What you need to do: How many of the lines below have "wheel" in them? Say the number and nothing more.

Records shown:
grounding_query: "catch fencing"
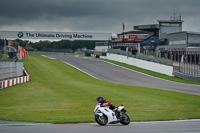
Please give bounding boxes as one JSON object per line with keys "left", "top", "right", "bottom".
{"left": 179, "top": 62, "right": 200, "bottom": 77}
{"left": 28, "top": 51, "right": 67, "bottom": 55}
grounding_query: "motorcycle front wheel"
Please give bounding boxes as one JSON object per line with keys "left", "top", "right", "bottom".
{"left": 95, "top": 115, "right": 108, "bottom": 126}
{"left": 120, "top": 113, "right": 130, "bottom": 125}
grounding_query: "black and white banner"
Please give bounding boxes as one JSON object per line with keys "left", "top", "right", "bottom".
{"left": 0, "top": 31, "right": 112, "bottom": 40}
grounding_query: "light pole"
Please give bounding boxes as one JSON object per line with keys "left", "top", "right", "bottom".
{"left": 70, "top": 39, "right": 74, "bottom": 53}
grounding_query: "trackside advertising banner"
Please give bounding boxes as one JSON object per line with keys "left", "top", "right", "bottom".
{"left": 0, "top": 31, "right": 112, "bottom": 40}
{"left": 0, "top": 81, "right": 2, "bottom": 89}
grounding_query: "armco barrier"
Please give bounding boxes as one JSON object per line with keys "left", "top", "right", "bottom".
{"left": 174, "top": 71, "right": 200, "bottom": 82}
{"left": 0, "top": 68, "right": 30, "bottom": 89}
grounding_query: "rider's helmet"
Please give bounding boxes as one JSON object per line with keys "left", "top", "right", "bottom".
{"left": 97, "top": 96, "right": 103, "bottom": 103}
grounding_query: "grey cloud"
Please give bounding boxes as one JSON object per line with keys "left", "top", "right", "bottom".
{"left": 0, "top": 0, "right": 200, "bottom": 33}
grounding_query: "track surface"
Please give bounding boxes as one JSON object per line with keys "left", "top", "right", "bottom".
{"left": 47, "top": 54, "right": 200, "bottom": 96}
{"left": 1, "top": 120, "right": 200, "bottom": 133}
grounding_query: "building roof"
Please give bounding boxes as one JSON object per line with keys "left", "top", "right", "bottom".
{"left": 167, "top": 31, "right": 200, "bottom": 35}
{"left": 157, "top": 20, "right": 184, "bottom": 23}
{"left": 118, "top": 30, "right": 153, "bottom": 36}
{"left": 134, "top": 24, "right": 159, "bottom": 30}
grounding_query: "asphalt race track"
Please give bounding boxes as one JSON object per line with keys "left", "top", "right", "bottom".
{"left": 1, "top": 119, "right": 200, "bottom": 133}
{"left": 47, "top": 54, "right": 200, "bottom": 96}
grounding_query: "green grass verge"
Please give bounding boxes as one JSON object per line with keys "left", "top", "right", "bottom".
{"left": 1, "top": 54, "right": 8, "bottom": 60}
{"left": 98, "top": 58, "right": 200, "bottom": 85}
{"left": 0, "top": 55, "right": 200, "bottom": 124}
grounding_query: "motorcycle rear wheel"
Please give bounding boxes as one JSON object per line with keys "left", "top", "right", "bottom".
{"left": 95, "top": 115, "right": 108, "bottom": 126}
{"left": 120, "top": 113, "right": 130, "bottom": 125}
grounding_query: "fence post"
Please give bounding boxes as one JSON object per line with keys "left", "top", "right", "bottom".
{"left": 0, "top": 81, "right": 2, "bottom": 89}
{"left": 179, "top": 57, "right": 180, "bottom": 72}
{"left": 198, "top": 54, "right": 200, "bottom": 77}
{"left": 191, "top": 55, "right": 192, "bottom": 75}
{"left": 195, "top": 55, "right": 196, "bottom": 76}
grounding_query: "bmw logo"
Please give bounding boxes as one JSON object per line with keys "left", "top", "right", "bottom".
{"left": 17, "top": 32, "right": 24, "bottom": 38}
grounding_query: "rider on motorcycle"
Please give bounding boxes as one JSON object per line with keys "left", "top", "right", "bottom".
{"left": 96, "top": 96, "right": 116, "bottom": 110}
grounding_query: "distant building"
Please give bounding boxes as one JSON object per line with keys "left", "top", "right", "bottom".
{"left": 112, "top": 14, "right": 200, "bottom": 63}
{"left": 134, "top": 24, "right": 159, "bottom": 36}
{"left": 155, "top": 15, "right": 200, "bottom": 63}
{"left": 158, "top": 19, "right": 183, "bottom": 39}
{"left": 114, "top": 30, "right": 154, "bottom": 43}
{"left": 111, "top": 28, "right": 159, "bottom": 54}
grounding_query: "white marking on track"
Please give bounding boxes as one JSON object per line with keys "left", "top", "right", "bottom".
{"left": 42, "top": 55, "right": 98, "bottom": 79}
{"left": 62, "top": 61, "right": 98, "bottom": 79}
{"left": 41, "top": 55, "right": 56, "bottom": 59}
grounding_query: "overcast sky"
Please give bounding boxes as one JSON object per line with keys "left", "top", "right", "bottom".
{"left": 0, "top": 0, "right": 200, "bottom": 35}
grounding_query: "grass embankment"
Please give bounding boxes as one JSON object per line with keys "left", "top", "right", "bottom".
{"left": 98, "top": 58, "right": 200, "bottom": 85}
{"left": 0, "top": 55, "right": 200, "bottom": 123}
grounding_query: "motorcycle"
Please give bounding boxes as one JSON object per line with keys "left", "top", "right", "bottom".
{"left": 94, "top": 103, "right": 130, "bottom": 126}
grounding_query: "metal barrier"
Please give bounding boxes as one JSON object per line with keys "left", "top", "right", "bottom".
{"left": 28, "top": 51, "right": 55, "bottom": 55}
{"left": 179, "top": 62, "right": 200, "bottom": 77}
{"left": 174, "top": 71, "right": 200, "bottom": 82}
{"left": 28, "top": 51, "right": 66, "bottom": 55}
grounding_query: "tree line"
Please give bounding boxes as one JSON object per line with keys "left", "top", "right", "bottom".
{"left": 10, "top": 39, "right": 96, "bottom": 51}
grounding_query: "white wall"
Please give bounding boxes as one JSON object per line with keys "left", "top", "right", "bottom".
{"left": 0, "top": 61, "right": 23, "bottom": 80}
{"left": 95, "top": 46, "right": 108, "bottom": 52}
{"left": 101, "top": 53, "right": 173, "bottom": 76}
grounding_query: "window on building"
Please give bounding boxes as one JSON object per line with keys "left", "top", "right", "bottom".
{"left": 160, "top": 23, "right": 181, "bottom": 27}
{"left": 169, "top": 40, "right": 186, "bottom": 45}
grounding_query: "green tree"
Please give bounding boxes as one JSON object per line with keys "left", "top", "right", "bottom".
{"left": 13, "top": 39, "right": 27, "bottom": 48}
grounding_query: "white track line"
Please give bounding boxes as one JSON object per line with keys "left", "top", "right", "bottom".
{"left": 42, "top": 55, "right": 97, "bottom": 79}
{"left": 62, "top": 61, "right": 98, "bottom": 79}
{"left": 41, "top": 55, "right": 56, "bottom": 59}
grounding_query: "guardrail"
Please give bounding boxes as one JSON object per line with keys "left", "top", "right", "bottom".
{"left": 28, "top": 51, "right": 68, "bottom": 55}
{"left": 179, "top": 62, "right": 200, "bottom": 77}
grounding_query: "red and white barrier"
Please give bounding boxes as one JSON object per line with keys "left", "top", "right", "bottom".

Solution for this problem: 2